··· PROVIDED TEXT

A succulent pan-seared steak topped with a creamy garlic mushroom sauce. Rich, flavorful, and perfect for an indulgent dinner, this dish pairs wonderfully with mashed potatoes or crusty bread.

Ingredients

Scale
  • 2 ribeye or sirloin steaks (about 1 inch thick)
  • Salt and freshly cracked black pepper
  • 2 tablespoons olive oil
  • 2 tablespoons unsalted butter
  • 3 cloves garlic, minced
  • 8 oz (225g) cremini or button mushrooms, sliced
  • 1/2 cup beef broth
  • 1/4 cup heavy cream
  • 1 teaspoon Worcestershire sauce
  • 1 teaspoon chopped fresh thyme or parsley (plus more for garnish)

Instructions

  1. Pat steaks dry with paper towels. Season generously with salt and pepper on both sides.
  2. Heat olive oil in a heavy skillet over medium-high heat. Once hot, sear steaks for 3–4 minutes per side, depending on thickness and desired doneness. Transfer to a plate and tent with foil.
  3. In the same pan, reduce heat to medium and add butter. Sauté garlic for 30 seconds, then add mushrooms. Cook for 5–7 minutes until browned and softened.
  4. Stir in beef broth, Worcestershire sauce, and thyme. Simmer for 2–3 minutes.

······
··· SUPPLIED RECORDS

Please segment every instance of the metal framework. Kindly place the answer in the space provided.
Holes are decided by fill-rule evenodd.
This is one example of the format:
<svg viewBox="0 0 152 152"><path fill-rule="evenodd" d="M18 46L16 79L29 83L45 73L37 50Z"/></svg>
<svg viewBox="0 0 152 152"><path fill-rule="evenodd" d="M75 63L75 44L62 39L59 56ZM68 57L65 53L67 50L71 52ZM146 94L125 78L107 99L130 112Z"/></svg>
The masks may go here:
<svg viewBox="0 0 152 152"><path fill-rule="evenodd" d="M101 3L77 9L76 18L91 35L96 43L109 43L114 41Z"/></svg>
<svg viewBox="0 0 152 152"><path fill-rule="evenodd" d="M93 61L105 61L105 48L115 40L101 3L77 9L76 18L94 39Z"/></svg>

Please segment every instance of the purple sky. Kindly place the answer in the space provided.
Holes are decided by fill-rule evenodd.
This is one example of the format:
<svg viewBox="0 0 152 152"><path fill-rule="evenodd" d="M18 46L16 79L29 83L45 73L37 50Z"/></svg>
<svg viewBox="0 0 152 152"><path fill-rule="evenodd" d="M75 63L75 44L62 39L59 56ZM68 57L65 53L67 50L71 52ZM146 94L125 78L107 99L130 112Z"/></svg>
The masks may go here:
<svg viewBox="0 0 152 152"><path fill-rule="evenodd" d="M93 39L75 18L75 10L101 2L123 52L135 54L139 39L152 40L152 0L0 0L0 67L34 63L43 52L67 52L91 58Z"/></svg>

······

▸ **PROBLEMS TO SOLVE**
a) Quote the stretch of the steak recipe from "1. Pat steaks" through "tent with foil." word for word.
b) Print the rows verbatim, from the start of the rows through the line containing "61L105 61L105 48L115", with both ends included.

▸ **EXERCISE ANSWERS**
a)
1. Pat steaks dry with paper towels. Season generously with salt and pepper on both sides.
  2. Heat olive oil in a heavy skillet over medium-high heat. Once hot, sear steaks for 3–4 minutes per side, depending on thickness and desired doneness. Transfer to a plate and tent with foil.

b)
Please segment every instance of the metal framework. Kindly place the answer in the space provided.
Holes are decided by fill-rule evenodd.
This is one example of the format:
<svg viewBox="0 0 152 152"><path fill-rule="evenodd" d="M18 46L16 79L29 83L45 73L37 50Z"/></svg>
<svg viewBox="0 0 152 152"><path fill-rule="evenodd" d="M75 63L75 44L62 39L59 56ZM68 57L65 53L67 50L71 52ZM146 94L125 78L107 99L130 112Z"/></svg>
The masks may go here:
<svg viewBox="0 0 152 152"><path fill-rule="evenodd" d="M101 3L77 9L76 18L91 35L96 43L109 43L114 41Z"/></svg>
<svg viewBox="0 0 152 152"><path fill-rule="evenodd" d="M93 61L105 61L105 48L115 40L101 3L77 9L76 18L94 39Z"/></svg>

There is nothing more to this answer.